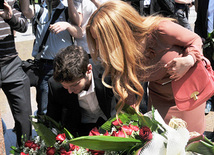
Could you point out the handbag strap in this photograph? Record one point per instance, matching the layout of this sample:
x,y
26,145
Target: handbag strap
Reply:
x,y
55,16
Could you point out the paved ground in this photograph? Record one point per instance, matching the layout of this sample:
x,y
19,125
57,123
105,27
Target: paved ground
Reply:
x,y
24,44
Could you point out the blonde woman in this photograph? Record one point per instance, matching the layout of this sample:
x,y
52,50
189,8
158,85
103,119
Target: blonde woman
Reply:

---

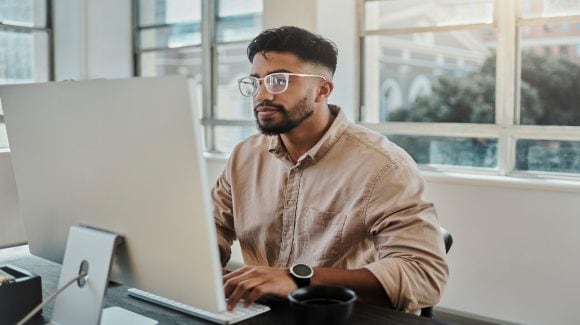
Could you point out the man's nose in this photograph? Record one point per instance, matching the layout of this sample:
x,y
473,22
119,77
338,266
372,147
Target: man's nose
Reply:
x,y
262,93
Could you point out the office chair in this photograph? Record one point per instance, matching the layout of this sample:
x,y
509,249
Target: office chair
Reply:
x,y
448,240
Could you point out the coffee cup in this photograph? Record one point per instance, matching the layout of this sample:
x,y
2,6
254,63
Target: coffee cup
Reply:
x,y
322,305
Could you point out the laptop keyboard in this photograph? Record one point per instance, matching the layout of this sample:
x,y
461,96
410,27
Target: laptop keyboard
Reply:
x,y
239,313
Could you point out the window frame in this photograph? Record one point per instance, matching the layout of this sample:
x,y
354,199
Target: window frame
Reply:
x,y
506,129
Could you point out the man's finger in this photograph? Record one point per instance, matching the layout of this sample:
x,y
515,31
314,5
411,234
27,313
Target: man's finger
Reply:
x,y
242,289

What you have to do: Find the word "paved" in the entries above and gather every line that holds it.

Expected answer:
Could you point out the paved ground in this photograph? Record one point per instance, matching the layout of this sample:
Target: paved ground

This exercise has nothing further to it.